Task to carry out »
Pick up the memoir passage about growing up poor in the project under a drinking father, writing on from its last sentence.

Text segment »
I wanted a pair of shoes. I wanted a pair of shiny black Cuban-heel slip-ons that I could wear when I served Sunday Mass, rather than the high-top Converse sneakers I usually wore, to the consternation of the assembled faithful. I did not want to look rich. I wanted to stop looking poor.
By the time we had been living in the project for a couple of years, my father had come to accept that he would never again have a desk job, that his life from this point on would be a daisy chain of minimum-wage stints as a truck driver, a security guard, a deliveryman. One year he went through thirteen jobs, none of which suited him. We did not understand why he could not hold a job, or would not, only that he did not. He would get fired for calling in sick when he was actually drunk, or he would quit because he wanted to stay home and get drunk. Sometimes he quit because he hated the work, sometimes because he hated the commute, sometimes because someone looked at him the wrong way.
From this point on, he drank at every opportunity and beat us whenever the mood took him. His skills with the belt proceeded apace; his wrist maintained a supple quality long after the first bloom of youth had faded. He terrorized us by day, and kept us awake at night. Sometimes he would be quite a sporting fellow for entire days; sometimes he would be a pig for weeks. Slowly we began to get it through our heads that nothing we did could ever please him, that to him our mere presence was a reminder of all those dreams that had gone up in smoke. We were proof of his poor judgment, his wasted opportunities, his forfeit life. He had given hostages to fortune, and fortune had now come to collect. To him, we were nothing more than leeches, millstones, saboteurs. We did not bring him joy. We brought him bills.
I did not hate living in the project anywhere near as much as I hated living under my father’s roof. I could have tolerated hunger and poverty and having to wear sneakers instead of shoes and never going to the seashore if only my father had not acted as if my nativity was his funeral. When I grew up, I never felt that surviving poverty was any great achievement or that no longer being poor would in and of itself guarantee a person’s happiness. But not having to live under my father’s roof would. Poverty is bad, but some things are worse.

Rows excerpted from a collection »
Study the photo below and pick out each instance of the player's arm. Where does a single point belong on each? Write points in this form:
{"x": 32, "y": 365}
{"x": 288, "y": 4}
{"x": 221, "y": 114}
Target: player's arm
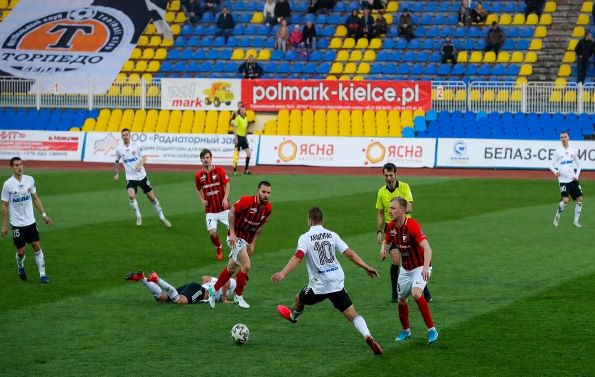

Response for this exercise »
Music, for example, particularly the popular tunes of the Great Depression era, whose baleful legacy hung over our lives forever. From the moment my sisters and I were old enough to study history, we realized that the teeth-rattling, awe-inspiring, incontestably heroic poverty of the Great Depression had us whipped. Depression-era penury was the V.S.O.P. of adversity; our breezy I Like Ike-era indigence paled by comparison. We didn’t have murderous bootleggers or armies of paupers marching on Washington or distraught plutocrats leaping out of skyscrapers, nor were we forced to experience the trauma caused by the overnight collapse of the global financial system. Our poverty lacked the epic, mythic, death-defying quality of the poverty in
The Grapes of Wrath;
it gave off a fetid, bargain-basement aroma. It was Brand X mendicancy.
One thing that made the Great Depression so special was the sound track. The story ran something like this: At the very darkest moment in the history of the republic, Glenn Miller, Benny Goodman, Harry James, the Dorsey Brothers, and yes, perhaps even Duke Ellington and Count Basie, swooped down from the heavens and administered the kiss of life to a stricken nation, their foot-stomping swing helping a catatonic race scratch and claw its way out of the crypt. It was the credo of my family that the Big Bands in general, and one bandleader in particular, had single-handedly rescued American society from the asphyxiating gloom of the 1930s.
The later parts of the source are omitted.